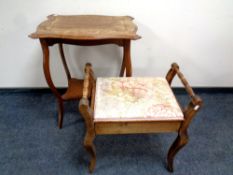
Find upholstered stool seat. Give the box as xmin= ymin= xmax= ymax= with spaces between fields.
xmin=79 ymin=63 xmax=202 ymax=172
xmin=94 ymin=77 xmax=184 ymax=122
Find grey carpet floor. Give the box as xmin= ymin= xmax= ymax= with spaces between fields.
xmin=0 ymin=90 xmax=233 ymax=175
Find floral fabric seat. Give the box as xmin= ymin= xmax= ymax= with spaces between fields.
xmin=94 ymin=77 xmax=184 ymax=122
xmin=79 ymin=63 xmax=202 ymax=172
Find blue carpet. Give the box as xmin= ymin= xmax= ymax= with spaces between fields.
xmin=0 ymin=90 xmax=233 ymax=175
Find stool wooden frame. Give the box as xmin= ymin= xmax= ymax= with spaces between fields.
xmin=79 ymin=63 xmax=202 ymax=172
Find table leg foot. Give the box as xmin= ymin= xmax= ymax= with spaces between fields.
xmin=58 ymin=100 xmax=64 ymax=129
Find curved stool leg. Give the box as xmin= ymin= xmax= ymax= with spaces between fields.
xmin=167 ymin=131 xmax=188 ymax=172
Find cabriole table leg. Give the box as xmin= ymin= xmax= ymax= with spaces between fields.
xmin=40 ymin=39 xmax=64 ymax=128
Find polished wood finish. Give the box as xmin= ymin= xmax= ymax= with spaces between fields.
xmin=28 ymin=15 xmax=140 ymax=40
xmin=79 ymin=63 xmax=202 ymax=172
xmin=166 ymin=63 xmax=202 ymax=172
xmin=95 ymin=121 xmax=181 ymax=134
xmin=29 ymin=15 xmax=140 ymax=128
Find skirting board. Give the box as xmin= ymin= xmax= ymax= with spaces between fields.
xmin=0 ymin=87 xmax=233 ymax=94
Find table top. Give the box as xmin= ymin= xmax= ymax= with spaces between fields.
xmin=30 ymin=15 xmax=140 ymax=40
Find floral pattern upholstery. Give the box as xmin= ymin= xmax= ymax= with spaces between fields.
xmin=94 ymin=77 xmax=184 ymax=122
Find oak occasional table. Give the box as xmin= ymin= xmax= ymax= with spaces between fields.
xmin=30 ymin=15 xmax=140 ymax=128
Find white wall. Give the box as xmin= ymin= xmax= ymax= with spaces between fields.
xmin=0 ymin=0 xmax=233 ymax=88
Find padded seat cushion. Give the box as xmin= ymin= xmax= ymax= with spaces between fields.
xmin=94 ymin=77 xmax=184 ymax=122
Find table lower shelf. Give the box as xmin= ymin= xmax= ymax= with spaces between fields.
xmin=62 ymin=78 xmax=83 ymax=100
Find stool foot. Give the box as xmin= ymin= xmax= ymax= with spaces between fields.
xmin=167 ymin=131 xmax=188 ymax=172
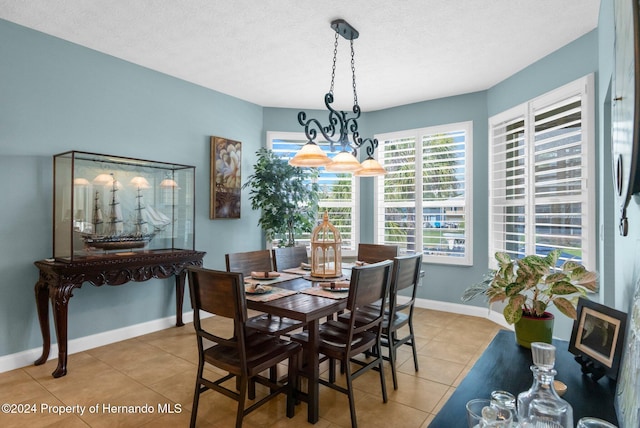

☆ ☆ ☆

*Exercise task*: Format every line of the listing above as a JSON list of strings, one string per line, with blank lines and the pictures left out.

*Finished task*:
[
  "Find upholstered stool seat. Give the box as xmin= ymin= xmax= ymax= with spaces between fields.",
  "xmin=79 ymin=63 xmax=202 ymax=172",
  "xmin=94 ymin=77 xmax=184 ymax=122",
  "Find grey carpet floor. Give the box as xmin= ymin= xmax= ymax= with spaces between fields.",
  "xmin=0 ymin=90 xmax=233 ymax=175",
  "Find floral fabric seat. Give the box as xmin= ymin= xmax= ymax= with spaces between fields.",
  "xmin=94 ymin=77 xmax=184 ymax=122",
  "xmin=79 ymin=63 xmax=202 ymax=172",
  "Find blue carpet. Give the box as xmin= ymin= xmax= ymax= with spaces between fields.",
  "xmin=0 ymin=90 xmax=233 ymax=175",
  "Find stool wooden frame. Give the box as xmin= ymin= xmax= ymax= with spaces between fields.",
  "xmin=79 ymin=63 xmax=202 ymax=172",
  "Find table leg foot. Give the box as xmin= ymin= xmax= ymax= with spaces between fields.",
  "xmin=58 ymin=100 xmax=64 ymax=129",
  "Find curved stool leg. Give the box as xmin= ymin= xmax= ymax= with spaces between fields.",
  "xmin=167 ymin=131 xmax=188 ymax=172",
  "Find cabriole table leg. Give the box as xmin= ymin= xmax= ymax= with spaces between fields.",
  "xmin=40 ymin=39 xmax=64 ymax=128",
  "Find polished wood finish. Give the box as xmin= ymin= xmax= ymax= with spaces between fields.",
  "xmin=28 ymin=15 xmax=140 ymax=40",
  "xmin=79 ymin=63 xmax=202 ymax=172",
  "xmin=166 ymin=63 xmax=202 ymax=172",
  "xmin=95 ymin=121 xmax=181 ymax=134",
  "xmin=29 ymin=15 xmax=140 ymax=128",
  "Find skirting board. Give the box as xmin= ymin= xmax= ymax= with spaces between fields.",
  "xmin=0 ymin=87 xmax=233 ymax=94",
  "Find table top. Give the box as xmin= ymin= xmax= ymax= with spaces between fields.",
  "xmin=30 ymin=15 xmax=140 ymax=40",
  "Find floral pattern upholstery. Give the box as xmin= ymin= xmax= ymax= with spaces between fields.",
  "xmin=94 ymin=77 xmax=184 ymax=122",
  "Find oak occasional table. Give the box as xmin= ymin= xmax= ymax= with spaces between fields.",
  "xmin=30 ymin=15 xmax=140 ymax=128",
  "Find white wall. Give the box as xmin= ymin= xmax= ymax= with spaces between fields.",
  "xmin=0 ymin=0 xmax=233 ymax=88",
  "Find padded seat cushion. Give the box as xmin= ymin= xmax= ymax= with spaces between fields.",
  "xmin=94 ymin=77 xmax=184 ymax=122",
  "Find table lower shelf. Give the box as xmin= ymin= xmax= ymax= with spaces between fields.",
  "xmin=62 ymin=78 xmax=83 ymax=100",
  "Find stool foot. Give the box as xmin= ymin= xmax= ymax= with spaces between fields.",
  "xmin=167 ymin=131 xmax=188 ymax=172"
]